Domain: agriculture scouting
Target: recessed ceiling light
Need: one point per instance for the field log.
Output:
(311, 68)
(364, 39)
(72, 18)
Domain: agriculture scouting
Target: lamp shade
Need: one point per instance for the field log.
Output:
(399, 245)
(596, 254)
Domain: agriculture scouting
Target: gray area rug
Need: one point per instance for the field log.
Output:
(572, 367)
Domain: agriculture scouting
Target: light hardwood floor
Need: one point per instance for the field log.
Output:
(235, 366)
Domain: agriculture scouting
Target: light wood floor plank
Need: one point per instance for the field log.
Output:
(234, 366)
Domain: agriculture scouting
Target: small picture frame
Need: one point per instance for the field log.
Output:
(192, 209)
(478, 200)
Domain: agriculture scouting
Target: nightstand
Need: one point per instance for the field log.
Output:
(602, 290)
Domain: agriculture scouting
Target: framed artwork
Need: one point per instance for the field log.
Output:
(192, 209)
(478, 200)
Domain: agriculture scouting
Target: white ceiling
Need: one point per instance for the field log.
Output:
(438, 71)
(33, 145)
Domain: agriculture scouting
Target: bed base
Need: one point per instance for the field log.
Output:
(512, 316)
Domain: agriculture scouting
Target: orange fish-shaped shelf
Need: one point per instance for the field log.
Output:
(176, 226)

☆ ☆ ☆ ☆ ☆

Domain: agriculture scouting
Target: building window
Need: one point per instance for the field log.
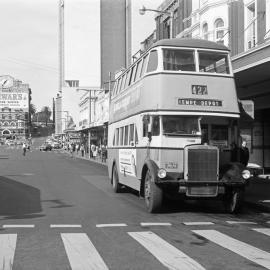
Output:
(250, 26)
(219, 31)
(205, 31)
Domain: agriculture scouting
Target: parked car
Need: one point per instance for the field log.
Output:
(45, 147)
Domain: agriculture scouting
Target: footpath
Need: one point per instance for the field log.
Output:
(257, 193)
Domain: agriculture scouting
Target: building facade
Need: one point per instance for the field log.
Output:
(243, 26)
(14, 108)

☆ ☆ ☆ ☆ ☆

Aim of the exercise>
Using the data above, return every line that contains the string "floor".

Exercise result>
Target: light hardwood floor
Target: light wood floor plank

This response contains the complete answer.